What is asked: Rewrite the items from the line with "Objective — one dot on each instance of the arched" through the end of the items, changing "dirt path" to "gravel path" and keeping everything else the same. Give back only those lines.

— start —

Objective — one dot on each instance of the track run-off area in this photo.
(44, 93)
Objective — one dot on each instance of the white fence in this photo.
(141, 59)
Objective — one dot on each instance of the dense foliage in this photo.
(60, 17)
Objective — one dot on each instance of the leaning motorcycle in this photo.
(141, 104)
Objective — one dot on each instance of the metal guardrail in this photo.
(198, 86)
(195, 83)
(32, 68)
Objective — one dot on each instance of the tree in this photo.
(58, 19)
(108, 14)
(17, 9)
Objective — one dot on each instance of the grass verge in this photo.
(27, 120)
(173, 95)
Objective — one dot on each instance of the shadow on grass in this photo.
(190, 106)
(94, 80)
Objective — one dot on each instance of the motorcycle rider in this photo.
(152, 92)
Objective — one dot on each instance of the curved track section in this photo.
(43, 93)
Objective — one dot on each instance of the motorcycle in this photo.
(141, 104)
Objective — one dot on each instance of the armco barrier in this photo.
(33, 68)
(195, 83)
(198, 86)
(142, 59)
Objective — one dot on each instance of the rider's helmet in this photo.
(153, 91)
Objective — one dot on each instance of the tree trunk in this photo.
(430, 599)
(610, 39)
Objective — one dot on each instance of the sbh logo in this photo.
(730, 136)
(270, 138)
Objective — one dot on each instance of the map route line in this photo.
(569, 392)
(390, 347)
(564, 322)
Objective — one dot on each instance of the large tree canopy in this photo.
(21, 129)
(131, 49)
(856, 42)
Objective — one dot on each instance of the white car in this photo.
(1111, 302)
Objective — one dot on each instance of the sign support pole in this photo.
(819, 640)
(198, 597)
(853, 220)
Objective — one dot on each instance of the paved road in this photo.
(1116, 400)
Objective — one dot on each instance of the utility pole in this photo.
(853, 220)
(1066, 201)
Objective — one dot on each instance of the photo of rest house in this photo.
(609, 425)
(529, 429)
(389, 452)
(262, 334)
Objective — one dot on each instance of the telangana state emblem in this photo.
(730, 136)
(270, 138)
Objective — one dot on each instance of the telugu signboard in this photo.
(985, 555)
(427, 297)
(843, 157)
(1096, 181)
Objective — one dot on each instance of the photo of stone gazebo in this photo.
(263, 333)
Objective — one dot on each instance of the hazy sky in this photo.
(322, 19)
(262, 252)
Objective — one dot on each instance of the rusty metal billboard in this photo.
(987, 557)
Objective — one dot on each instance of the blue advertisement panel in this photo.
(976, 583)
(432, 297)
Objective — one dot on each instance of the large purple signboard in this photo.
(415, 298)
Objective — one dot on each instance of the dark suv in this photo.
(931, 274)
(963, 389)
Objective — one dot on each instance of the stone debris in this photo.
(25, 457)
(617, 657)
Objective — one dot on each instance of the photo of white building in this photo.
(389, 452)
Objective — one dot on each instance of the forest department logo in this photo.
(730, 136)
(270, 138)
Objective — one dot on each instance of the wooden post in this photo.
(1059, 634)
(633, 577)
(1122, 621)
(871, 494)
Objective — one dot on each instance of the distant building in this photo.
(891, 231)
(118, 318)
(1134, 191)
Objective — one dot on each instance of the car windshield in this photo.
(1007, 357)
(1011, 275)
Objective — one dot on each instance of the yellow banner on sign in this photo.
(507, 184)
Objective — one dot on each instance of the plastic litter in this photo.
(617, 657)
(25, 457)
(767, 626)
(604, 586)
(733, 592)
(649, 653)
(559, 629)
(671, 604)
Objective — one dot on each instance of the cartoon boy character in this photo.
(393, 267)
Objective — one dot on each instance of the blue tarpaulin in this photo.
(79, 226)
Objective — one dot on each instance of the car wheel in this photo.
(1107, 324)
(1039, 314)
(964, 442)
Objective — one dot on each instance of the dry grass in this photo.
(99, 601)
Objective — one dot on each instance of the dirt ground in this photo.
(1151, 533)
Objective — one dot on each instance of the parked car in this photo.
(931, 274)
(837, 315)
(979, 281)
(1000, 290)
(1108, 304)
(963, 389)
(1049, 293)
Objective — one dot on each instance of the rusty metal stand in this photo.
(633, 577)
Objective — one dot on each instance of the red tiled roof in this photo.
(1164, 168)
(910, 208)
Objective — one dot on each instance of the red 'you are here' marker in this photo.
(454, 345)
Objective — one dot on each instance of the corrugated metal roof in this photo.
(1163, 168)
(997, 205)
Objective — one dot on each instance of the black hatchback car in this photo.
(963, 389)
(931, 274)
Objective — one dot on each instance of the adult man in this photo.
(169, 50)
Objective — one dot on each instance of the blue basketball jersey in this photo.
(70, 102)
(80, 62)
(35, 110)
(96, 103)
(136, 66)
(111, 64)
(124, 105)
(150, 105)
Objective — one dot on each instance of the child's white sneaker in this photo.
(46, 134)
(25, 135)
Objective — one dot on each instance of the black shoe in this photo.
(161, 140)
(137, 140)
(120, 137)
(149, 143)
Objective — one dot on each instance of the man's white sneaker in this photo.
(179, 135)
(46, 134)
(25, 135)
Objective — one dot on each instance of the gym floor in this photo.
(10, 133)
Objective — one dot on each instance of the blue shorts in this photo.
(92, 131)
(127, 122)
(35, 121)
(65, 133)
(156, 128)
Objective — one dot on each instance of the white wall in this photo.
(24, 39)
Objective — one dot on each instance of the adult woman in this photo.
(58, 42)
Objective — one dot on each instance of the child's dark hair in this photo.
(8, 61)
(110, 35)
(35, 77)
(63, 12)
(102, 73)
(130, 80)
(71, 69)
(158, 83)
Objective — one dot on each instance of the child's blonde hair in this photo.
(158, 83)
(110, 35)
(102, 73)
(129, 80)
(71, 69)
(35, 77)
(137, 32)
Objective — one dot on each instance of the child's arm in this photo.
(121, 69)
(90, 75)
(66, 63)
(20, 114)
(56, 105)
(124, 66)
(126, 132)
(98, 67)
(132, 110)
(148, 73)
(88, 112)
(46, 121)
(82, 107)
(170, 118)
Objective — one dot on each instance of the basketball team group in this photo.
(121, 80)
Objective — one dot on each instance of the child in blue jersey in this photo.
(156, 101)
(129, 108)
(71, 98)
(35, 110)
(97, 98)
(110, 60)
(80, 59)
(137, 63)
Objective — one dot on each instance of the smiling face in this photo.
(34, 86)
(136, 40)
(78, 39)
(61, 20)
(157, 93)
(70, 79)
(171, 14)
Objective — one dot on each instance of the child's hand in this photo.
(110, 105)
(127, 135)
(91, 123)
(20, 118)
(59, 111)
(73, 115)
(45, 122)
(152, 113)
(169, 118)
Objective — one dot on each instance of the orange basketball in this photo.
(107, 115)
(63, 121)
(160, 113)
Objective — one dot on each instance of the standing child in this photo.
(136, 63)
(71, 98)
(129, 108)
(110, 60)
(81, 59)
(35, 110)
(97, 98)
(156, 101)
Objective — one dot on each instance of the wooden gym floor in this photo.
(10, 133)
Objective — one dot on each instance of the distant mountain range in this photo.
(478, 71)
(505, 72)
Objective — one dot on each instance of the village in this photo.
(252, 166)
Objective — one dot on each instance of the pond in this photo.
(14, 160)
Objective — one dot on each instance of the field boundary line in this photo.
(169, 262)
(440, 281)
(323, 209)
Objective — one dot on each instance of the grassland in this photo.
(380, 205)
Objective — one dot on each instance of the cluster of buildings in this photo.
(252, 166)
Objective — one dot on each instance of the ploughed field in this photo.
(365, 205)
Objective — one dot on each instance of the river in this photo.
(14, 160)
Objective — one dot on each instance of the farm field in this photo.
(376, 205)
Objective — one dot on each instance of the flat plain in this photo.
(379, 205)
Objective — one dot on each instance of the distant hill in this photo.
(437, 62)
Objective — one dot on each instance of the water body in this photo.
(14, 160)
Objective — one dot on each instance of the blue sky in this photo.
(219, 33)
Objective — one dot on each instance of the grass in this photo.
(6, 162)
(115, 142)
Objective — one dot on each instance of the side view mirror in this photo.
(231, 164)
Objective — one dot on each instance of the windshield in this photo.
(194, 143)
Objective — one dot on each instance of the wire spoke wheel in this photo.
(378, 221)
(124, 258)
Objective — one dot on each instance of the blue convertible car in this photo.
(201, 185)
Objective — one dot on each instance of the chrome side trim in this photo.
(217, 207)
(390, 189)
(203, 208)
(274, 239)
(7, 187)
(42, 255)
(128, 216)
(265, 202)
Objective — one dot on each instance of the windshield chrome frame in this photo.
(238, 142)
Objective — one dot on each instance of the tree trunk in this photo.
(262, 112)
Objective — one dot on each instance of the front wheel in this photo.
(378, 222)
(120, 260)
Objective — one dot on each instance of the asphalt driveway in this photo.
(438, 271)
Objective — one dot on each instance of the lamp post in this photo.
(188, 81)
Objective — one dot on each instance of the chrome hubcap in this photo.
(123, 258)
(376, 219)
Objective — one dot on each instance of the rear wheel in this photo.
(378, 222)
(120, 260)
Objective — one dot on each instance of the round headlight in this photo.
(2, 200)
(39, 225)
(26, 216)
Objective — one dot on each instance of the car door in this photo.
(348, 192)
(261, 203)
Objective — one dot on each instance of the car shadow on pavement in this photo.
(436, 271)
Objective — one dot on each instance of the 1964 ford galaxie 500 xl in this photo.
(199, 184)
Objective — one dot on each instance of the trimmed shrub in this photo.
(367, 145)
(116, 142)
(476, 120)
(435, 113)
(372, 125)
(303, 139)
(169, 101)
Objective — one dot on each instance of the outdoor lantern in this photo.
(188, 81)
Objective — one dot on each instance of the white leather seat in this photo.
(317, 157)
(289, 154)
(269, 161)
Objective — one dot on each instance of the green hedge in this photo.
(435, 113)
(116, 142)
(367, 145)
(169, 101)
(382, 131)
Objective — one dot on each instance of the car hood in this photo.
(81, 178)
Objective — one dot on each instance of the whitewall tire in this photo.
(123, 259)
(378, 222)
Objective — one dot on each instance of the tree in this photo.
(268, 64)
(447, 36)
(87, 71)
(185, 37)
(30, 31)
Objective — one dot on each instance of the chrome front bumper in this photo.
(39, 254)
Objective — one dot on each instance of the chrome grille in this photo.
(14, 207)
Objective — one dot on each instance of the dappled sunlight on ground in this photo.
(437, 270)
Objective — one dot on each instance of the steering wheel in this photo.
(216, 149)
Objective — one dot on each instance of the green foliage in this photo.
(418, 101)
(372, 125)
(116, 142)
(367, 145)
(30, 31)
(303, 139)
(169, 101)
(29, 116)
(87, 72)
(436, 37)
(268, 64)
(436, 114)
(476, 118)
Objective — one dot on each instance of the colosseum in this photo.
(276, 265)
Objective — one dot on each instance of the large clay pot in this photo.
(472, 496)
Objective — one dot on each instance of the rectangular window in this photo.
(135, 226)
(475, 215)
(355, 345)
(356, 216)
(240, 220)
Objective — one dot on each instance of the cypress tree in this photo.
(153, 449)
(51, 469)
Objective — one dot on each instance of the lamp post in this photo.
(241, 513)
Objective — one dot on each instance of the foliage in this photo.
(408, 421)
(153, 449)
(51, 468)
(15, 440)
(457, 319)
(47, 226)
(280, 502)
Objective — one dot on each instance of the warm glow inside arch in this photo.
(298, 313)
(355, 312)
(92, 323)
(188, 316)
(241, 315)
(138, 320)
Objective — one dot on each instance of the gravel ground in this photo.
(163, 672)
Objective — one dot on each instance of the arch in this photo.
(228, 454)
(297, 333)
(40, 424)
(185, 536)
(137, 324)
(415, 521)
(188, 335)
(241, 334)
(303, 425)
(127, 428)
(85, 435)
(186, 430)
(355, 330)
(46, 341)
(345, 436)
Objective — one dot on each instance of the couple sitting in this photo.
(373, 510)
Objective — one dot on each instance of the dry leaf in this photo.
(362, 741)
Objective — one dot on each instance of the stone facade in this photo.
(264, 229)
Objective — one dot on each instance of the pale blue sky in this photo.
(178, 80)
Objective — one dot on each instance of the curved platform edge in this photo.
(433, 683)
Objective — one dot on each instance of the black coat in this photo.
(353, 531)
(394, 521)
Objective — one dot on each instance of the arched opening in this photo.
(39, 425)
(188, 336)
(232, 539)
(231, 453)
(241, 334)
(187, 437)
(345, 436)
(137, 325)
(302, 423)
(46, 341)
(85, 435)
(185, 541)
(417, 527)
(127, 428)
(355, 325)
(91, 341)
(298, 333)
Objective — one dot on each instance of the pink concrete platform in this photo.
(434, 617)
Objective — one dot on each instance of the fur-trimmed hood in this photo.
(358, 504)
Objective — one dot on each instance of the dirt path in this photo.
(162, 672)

— end —

Response to the exercise:
Objective — one dot on each instance of the arched opening in this photo.
(39, 425)
(188, 336)
(232, 539)
(231, 453)
(241, 334)
(187, 437)
(345, 436)
(137, 325)
(302, 423)
(46, 341)
(85, 435)
(185, 541)
(417, 527)
(127, 428)
(355, 325)
(91, 341)
(298, 333)
Objective — one dot on each instance of the pink concrete platform in this photo.
(434, 617)
Objective — one dot on each instance of the fur-trimmed hood in this photo.
(358, 504)
Objective — one dot on each instance of the gravel path in this photo.
(162, 672)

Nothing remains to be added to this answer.